| PROBLEM |
Reproduce the passage from the Hagfish album page starting at "Hagfish chronology" and ending at "purchased London Records.", word for word.

[BEGIN PAGE EXTRACT]

Studio album by Hagfish
- Released: June 27, 1995
- Recorded: November 1, 1994 to December 3, 1994 at The Blasting Room in Fort Collins, Colorado
- Genres: Punk rock, alternative rock
- Length: 29:20
- Label: London Records
- Producers: Bill Stevenson, Stephen Egerton

Hagfish chronology
| Buick Men (1993) | ...Rocks Your Lame Ass (1995) | Hagfish (1998) |

= Rocks Your Lame Ass =

...Rocks Your Lame Ass is the second studio album by the American rock band Hagfish, released in June 1995 on London Records. The album was recorded and produced by Bill Stevenson and Stephen Egerton at The Blasting Room in Fort Collins, Colorado in 1994. Backed by the singles "Stamp" and "Happiness", which also included music videos that were featured on MTV's 120 Minutes, Rocks Your Lame Ass would go on to become the group's most successful effort. The album rights were later acquired by UMG when they purchased London Records.

Professional ratings
Review scores
| Source | Rating |
| AllMusic | Star Half star |
| Entertainment Weekly | (B−) |
| Punknews.org | Star Half star |

==Track listing==
All songs written by George Stroud Reagan III except where noted.

[END PAGE EXTRACT]
[BEGIN DATA RECORDS]

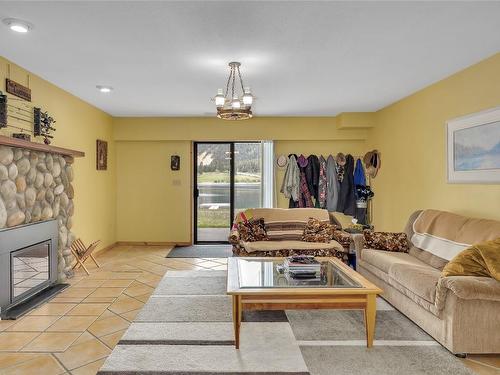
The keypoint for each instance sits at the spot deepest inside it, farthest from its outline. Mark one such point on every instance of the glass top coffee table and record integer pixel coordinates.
(261, 284)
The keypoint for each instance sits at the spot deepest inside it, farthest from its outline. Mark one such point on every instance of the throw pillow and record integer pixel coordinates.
(386, 241)
(482, 259)
(317, 231)
(252, 230)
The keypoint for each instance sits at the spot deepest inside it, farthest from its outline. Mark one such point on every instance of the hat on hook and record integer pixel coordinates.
(282, 161)
(372, 163)
(340, 159)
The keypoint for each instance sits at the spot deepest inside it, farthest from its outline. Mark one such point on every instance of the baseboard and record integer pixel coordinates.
(151, 243)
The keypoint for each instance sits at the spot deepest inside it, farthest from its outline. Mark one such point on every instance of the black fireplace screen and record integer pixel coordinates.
(29, 269)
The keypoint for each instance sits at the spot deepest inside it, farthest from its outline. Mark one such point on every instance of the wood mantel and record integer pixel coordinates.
(14, 142)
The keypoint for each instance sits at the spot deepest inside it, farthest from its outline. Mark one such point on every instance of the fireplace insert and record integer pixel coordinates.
(28, 265)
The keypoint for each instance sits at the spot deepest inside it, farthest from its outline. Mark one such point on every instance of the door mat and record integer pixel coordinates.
(201, 251)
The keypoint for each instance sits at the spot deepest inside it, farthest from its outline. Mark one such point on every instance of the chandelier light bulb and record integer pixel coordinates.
(236, 104)
(219, 98)
(247, 97)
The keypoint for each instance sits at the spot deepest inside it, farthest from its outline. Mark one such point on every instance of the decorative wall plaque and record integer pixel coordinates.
(175, 162)
(18, 90)
(101, 155)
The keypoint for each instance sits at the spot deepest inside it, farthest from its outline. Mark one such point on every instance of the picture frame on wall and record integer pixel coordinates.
(473, 152)
(101, 155)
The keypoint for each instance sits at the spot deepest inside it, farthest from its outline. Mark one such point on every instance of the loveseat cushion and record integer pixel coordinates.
(383, 260)
(421, 280)
(289, 245)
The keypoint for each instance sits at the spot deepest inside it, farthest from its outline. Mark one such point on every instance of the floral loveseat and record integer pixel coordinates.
(284, 229)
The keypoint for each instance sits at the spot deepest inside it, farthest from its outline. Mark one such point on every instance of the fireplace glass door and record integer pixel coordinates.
(29, 270)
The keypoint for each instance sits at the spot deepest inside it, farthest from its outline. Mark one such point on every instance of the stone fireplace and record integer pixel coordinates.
(35, 187)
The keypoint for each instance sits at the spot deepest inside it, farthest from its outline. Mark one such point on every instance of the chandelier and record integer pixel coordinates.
(232, 104)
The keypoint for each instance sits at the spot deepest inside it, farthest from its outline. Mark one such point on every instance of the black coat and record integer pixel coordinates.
(312, 175)
(347, 196)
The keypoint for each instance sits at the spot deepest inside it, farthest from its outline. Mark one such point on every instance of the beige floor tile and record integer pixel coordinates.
(130, 316)
(11, 359)
(124, 275)
(94, 309)
(33, 323)
(51, 342)
(90, 369)
(76, 292)
(120, 283)
(480, 369)
(57, 309)
(13, 341)
(86, 283)
(137, 288)
(4, 324)
(72, 324)
(489, 359)
(143, 297)
(106, 314)
(112, 339)
(107, 292)
(124, 304)
(84, 353)
(108, 325)
(85, 336)
(42, 364)
(149, 279)
(107, 300)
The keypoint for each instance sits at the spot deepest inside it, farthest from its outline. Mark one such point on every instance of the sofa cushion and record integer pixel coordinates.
(317, 231)
(289, 245)
(421, 280)
(383, 260)
(386, 241)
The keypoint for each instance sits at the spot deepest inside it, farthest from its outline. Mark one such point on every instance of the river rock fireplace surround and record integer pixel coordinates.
(36, 218)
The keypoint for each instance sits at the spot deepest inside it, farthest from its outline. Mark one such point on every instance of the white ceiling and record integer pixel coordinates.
(300, 58)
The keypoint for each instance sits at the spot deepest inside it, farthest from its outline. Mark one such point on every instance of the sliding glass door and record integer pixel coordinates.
(227, 179)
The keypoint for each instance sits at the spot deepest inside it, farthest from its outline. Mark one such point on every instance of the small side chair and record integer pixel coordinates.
(82, 253)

[END DATA RECORDS]

| THE SOLUTION |
Hagfish chronology
| Buick Men (1993) | ...Rocks Your Lame Ass (1995) | Hagfish (1998) |

= Rocks Your Lame Ass =

...Rocks Your Lame Ass is the second studio album by the American rock band Hagfish, released in June 1995 on London Records. The album was recorded and produced by Bill Stevenson and Stephen Egerton at The Blasting Room in Fort Collins, Colorado in 1994. Backed by the singles "Stamp" and "Happiness", which also included music videos that were featured on MTV's 120 Minutes, Rocks Your Lame Ass would go on to become the group's most successful effort. The album rights were later acquired by UMG when they purchased London Records.